文書の抜粋:
################

日本史賢兄賢弟

第拾壱頁 結城秀康und徳川秀忠…………供に立て合った異母兄弟


名前結城秀康
生没年天正二(1574)年二月八日〜慶長一二(1607)年閏四月八日
通称越前黄門、越前宰相
徳川家康
お万の方
一家での立場次男
主な役職従四位下・左近衛権少将



名前徳川秀忠
生没年天正七(1579)年四月七日〜寛永九(1632)年一月二四日
通称江戸中納言
徳川家康
西郷局
一家での立場三男
主な役職中納言、江戸幕府第二代征夷大将軍


兄弟関係
血筋徳川氏
徳川家康
兄弟関係異母兄弟
年齢差五歳違い



兄・秀康
 天正二(1574)年二月八日、徳川家康を父に、お万の方を母に、次男として遠江浜松で生まれた。幼名・於義丸(おぎまる)。
 母・お万の方は、家康の正室・築山殿の侍女で、謂わばお手付きで於義丸ができた訳で、その為にお万は築山殿を憚って、重臣の本多作左衛門重次(鬼作左)に匿われる様にして中村正吉の屋敷で誕生した。

 浮気を隠す様にして世に生まれて来た於義丸という名前からして、「魚のギギに似ている。」と云う理由で付けられた、ひどいものだった。
 三歳になった折に、於義丸を不憫に思った兄・信康の計らいで家康との対面が叶ったが、その後然程待遇が良くなった訳でもなく、その二年後の天正七(1579)年九月一五日に理解者であった兄・信康は家康から切腹を命ぜられた。

 順番から云えば於義丸は後継者になる筈だったが、家康は信康切腹の五ヶ月前に生まれた長松丸(秀忠)の方を優遇し、於義丸は天正一二(1584)年の小牧・長久手の戦いにおける秀吉との和解条件として、養子に出される始末だった。勿論人質を兼ねていたのは云うまでもない。

 だが、戦国屈指の子煩悩男にして、長く実子に恵まれなかった秀吉に於義丸は愛された(その寵愛振りは拙作「秀吉の子供達」参照)。

################

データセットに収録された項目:
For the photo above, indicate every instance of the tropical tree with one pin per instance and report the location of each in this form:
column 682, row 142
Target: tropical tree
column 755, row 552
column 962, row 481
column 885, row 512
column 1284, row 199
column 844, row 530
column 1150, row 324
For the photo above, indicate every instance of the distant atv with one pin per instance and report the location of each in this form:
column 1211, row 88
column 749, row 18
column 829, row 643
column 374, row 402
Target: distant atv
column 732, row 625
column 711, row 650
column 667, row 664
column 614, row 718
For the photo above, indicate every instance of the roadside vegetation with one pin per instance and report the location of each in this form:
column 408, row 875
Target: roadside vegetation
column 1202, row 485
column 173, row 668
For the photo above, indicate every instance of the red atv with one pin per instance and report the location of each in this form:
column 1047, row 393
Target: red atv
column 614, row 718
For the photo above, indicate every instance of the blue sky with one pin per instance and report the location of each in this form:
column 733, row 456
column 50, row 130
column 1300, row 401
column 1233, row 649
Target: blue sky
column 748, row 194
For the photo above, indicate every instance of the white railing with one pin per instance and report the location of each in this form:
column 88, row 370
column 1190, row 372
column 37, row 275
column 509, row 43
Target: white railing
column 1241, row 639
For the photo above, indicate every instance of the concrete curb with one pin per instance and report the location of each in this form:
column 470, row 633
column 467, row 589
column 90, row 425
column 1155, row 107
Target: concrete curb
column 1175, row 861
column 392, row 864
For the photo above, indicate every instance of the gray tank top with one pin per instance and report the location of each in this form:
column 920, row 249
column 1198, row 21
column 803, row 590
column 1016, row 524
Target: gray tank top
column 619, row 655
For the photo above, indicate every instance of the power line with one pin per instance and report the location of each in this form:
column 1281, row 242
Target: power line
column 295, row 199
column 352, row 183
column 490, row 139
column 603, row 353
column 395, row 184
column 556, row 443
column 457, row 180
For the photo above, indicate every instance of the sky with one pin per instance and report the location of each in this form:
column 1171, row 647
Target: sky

################

課題の内容:
1. 秀康と秀忠に関する抜粋について、次の各記述が抜粋の内容と一致するかを「はい」か「いいえ」で答え、判断の決め手となる抜粋の語句を一字一句そのまま引用してください。
(a) 秀康は遠江浜松で生まれた。
(b) 秀忠は家康の次男である。
(c) 秀康は小牧・長久手の戦いにおける秀吉との和解条件として養子に出された。
2. 秀康と秀忠に関する抜粋を読み、次の問いにそれぞれ一行で答えてください。
(a) 秀康の幼名は何ですか。
(b) 秀忠の通称は何ですか。
(c) 信康が家康から切腹を命ぜられたのはいつですか。
これらの項目は今回の作業にまったく関係しません。

課題ごとの解答:
1.
(a) はい。「次男として遠江浜松で生まれた」
(b) いいえ。「一家での立場三男」
(c) はい。「小牧・長久手の戦いにおける秀吉との和解条件として、養子に出される始末だった」

2.
(a) 於義丸(おぎまる)
(b) 江戸中納言
(c) 天正七(1579)年九月一五日